TASK 1. In the plot summary of The Thing, what causes the frozen creature to thaw?
TASK 2. Reproduce the plot summary of The Thing from "Back at the" to "Carrington was sensitive.", word for word.

Beware ill-tempered vegetable creatures and close-knit gatherings of scientists and military in Arctic regions.
Based on a short story by John W. Campbell, Jr., The Thing opens with a distress call placed to Captain Hendry (Kenneth Tobey) and his merry band of Air Force men. They snag journalist Scotty (Douglas Spencer) and head up to the North Pole, home of Santa Claus and crash site to an unidentified metallic object.
Fortuitously, the crash site is a scant fifty miles from a scientific convention of physicists and botanists, headed by Nobel Prize-winner Dr. Carrington (Robert Cornthwaite) and his witty secretary Nikki (Margaret Sheridan ). No one wants to be the first to scream UFO, but whatever’s under the ice is distorting radio signals and emitting radiation.
Sure enough, a familiar disc shape with a suspicious fin is found buried in the ice. In an effort to dislodge it, the military detonates a thermal bomb and accidentally blows the ship up. God smiles on fools, and a surviving ice creature is found embedded in the ice near the remains of the ship. They hack it out and haul it back to base to await further instructions.
The ice being is stored in a freezing room, while the scientists and military men clash over what to do; the scientists wish to thaw and dissect the creature, while the military wants to reassign responsibility to someone higher up. The debate is soon rendered moot when the Thing is thawed and rejuvenated, due to an ill-placed electric blanket by one of the military guards. The Thing ditches its icy coffin and heads outside to kill a sled dog, losing an arm in the struggle.
Back at the lab, Dr. Carrington notices that the severed appendage has a nasty tendency to ooze green fluid, stores spores under the nails, and regenerates. He wildly extrapolates that this creature is the end result of Darwinian vegetable evolution, and that it’s stronger and smarter than us. Worse still, it thrives on our blood.
From here on out, it appears that the scientists have all lost their minds – no mean feat when we’re talking about a military that accidentally blows up an entire alien spacecraft. They find and suppress the location of the Thing, culminating in several corpses being suspended upside down by their feet in the greenhouse for better blood drainage. Dr. Carrington has taken to hatching the Thing’s spores with suspended blood bags, mimicking his dead colleagues. No one ever said Dr. Carrington was sensitive.

SOURCE MATERIAL.
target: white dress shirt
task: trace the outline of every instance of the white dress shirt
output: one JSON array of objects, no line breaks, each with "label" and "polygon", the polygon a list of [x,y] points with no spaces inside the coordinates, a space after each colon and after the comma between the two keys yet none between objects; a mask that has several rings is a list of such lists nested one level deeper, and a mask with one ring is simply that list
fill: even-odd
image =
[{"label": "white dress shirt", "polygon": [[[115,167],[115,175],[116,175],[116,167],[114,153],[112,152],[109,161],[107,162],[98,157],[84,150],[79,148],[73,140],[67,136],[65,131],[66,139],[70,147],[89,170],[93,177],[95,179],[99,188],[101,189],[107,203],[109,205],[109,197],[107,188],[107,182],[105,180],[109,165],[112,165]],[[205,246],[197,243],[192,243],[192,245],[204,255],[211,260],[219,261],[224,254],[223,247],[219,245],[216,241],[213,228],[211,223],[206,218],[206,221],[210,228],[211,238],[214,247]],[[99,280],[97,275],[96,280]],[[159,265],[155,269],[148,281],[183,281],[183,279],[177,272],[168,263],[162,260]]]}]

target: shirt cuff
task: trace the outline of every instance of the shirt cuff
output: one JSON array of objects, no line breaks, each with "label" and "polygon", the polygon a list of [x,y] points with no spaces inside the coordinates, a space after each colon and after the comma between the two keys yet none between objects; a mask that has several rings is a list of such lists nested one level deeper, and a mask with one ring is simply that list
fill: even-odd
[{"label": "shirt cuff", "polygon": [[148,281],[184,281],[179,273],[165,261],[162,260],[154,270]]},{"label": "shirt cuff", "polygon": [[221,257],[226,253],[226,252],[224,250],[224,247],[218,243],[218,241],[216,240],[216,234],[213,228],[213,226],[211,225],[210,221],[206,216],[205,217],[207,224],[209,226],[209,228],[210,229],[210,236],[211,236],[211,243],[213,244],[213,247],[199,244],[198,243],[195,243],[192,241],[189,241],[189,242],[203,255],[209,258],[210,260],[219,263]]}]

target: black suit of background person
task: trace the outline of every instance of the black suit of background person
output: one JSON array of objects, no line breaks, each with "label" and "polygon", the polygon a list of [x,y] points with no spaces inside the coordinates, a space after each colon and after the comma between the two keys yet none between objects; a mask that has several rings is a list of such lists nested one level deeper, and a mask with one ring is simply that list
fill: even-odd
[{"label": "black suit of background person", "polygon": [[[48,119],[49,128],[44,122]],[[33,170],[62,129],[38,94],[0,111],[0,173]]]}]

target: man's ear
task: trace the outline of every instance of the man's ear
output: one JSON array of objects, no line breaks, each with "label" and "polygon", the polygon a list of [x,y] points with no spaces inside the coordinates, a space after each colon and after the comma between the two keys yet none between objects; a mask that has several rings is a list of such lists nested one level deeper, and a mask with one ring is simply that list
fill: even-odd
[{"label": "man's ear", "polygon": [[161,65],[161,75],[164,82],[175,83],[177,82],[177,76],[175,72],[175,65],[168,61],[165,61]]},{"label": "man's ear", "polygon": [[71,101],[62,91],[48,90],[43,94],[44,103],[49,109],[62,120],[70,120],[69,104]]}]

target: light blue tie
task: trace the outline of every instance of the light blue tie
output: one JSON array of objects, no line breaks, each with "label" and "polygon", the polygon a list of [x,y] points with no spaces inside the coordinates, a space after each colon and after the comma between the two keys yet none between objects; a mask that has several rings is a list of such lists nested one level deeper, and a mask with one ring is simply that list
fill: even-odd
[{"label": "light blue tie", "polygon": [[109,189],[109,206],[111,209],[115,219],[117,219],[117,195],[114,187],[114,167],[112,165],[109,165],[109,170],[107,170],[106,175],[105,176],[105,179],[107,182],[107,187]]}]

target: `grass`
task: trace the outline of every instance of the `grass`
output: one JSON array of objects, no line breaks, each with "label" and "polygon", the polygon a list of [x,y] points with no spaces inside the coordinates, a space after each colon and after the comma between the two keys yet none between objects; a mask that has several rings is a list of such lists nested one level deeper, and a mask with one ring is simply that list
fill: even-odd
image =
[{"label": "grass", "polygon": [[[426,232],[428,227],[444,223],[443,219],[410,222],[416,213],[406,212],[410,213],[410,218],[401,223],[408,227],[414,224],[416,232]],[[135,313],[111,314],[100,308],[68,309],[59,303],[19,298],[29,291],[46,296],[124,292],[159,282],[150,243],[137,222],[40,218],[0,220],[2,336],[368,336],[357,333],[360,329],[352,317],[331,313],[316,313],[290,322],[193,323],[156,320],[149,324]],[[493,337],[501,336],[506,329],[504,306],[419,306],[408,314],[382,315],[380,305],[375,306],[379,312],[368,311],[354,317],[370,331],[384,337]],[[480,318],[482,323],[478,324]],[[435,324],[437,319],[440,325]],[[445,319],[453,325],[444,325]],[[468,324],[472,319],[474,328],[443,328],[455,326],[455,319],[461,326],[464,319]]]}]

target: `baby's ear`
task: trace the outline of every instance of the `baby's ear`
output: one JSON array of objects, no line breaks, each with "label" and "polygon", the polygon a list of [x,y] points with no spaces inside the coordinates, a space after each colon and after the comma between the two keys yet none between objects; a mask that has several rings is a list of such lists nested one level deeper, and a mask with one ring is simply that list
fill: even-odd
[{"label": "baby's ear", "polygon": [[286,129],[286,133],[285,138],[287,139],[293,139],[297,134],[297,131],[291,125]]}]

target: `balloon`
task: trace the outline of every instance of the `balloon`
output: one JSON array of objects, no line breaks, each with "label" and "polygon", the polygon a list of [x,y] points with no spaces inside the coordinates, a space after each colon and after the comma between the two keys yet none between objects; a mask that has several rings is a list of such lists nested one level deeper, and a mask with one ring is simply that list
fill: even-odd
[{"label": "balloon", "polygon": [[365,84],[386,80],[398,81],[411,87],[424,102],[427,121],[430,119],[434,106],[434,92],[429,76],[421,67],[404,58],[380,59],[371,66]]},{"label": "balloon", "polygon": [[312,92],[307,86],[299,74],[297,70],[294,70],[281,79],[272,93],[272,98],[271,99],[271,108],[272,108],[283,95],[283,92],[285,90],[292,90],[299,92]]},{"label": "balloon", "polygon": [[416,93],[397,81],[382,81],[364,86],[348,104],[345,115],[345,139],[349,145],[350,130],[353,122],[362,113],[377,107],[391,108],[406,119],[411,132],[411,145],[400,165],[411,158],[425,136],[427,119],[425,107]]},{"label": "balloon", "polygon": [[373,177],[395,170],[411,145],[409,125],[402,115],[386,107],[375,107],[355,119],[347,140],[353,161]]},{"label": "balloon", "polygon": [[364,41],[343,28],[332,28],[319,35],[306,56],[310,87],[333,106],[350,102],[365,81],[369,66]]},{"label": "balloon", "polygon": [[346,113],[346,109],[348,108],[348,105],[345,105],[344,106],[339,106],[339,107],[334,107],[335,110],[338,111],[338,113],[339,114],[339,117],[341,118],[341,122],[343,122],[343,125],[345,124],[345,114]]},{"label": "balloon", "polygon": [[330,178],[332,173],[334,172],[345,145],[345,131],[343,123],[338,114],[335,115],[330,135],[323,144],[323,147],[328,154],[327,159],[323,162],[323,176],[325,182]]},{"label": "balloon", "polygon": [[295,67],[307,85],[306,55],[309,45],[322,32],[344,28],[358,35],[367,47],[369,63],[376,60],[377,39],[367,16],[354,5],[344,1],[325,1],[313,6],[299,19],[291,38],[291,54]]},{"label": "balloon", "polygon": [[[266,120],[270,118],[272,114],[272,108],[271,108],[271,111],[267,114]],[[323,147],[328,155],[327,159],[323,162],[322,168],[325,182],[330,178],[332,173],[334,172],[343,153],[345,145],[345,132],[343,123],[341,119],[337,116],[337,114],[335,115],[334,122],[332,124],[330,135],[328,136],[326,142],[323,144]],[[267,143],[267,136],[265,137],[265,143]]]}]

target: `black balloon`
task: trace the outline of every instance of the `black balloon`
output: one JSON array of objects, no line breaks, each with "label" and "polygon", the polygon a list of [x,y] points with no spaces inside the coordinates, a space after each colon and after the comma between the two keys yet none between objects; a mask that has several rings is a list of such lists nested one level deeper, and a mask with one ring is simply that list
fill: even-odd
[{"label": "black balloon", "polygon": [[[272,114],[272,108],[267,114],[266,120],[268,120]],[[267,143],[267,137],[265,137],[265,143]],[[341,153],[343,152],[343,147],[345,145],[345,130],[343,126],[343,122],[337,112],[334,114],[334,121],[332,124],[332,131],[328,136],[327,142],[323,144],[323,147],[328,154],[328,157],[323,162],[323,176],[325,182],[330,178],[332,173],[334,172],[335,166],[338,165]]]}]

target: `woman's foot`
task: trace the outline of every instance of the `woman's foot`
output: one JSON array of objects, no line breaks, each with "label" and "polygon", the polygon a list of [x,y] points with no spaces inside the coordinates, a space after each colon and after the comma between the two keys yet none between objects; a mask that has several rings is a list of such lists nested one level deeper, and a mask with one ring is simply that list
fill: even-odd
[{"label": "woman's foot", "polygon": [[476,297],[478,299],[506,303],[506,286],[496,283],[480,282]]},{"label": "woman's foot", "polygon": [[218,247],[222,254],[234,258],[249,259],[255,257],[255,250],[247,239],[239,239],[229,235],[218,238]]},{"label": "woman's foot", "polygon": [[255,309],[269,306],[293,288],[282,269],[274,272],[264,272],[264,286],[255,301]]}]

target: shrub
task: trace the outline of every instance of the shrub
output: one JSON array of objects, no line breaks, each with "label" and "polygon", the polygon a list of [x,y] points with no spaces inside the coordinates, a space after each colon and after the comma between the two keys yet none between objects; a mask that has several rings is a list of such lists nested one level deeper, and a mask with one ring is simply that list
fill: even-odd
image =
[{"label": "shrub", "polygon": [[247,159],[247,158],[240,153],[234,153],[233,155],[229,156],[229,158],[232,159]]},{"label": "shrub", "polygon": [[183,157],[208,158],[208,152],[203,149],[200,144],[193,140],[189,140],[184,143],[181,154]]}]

WRITTEN ANSWER 1. An electric blanket that one of the military guards placed badly.

WRITTEN ANSWER 2.
Back at the lab, Dr. Carrington notices that the severed appendage has a nasty tendency to ooze green fluid, stores spores under the nails, and regenerates. He wildly extrapolates that this creature is the end result of Darwinian vegetable evolution, and that it’s stronger and smarter than us. Worse still, it thrives on our blood.
From here on out, it appears that the scientists have all lost their minds – no mean feat when we’re talking about a military that accidentally blows up an entire alien spacecraft. They find and suppress the location of the Thing, culminating in several corpses being suspended upside down by their feet in the greenhouse for better blood drainage. Dr. Carrington has taken to hatching the Thing’s spores with suspended blood bags, mimicking his dead colleagues. No one ever said Dr. Carrington was sensitive.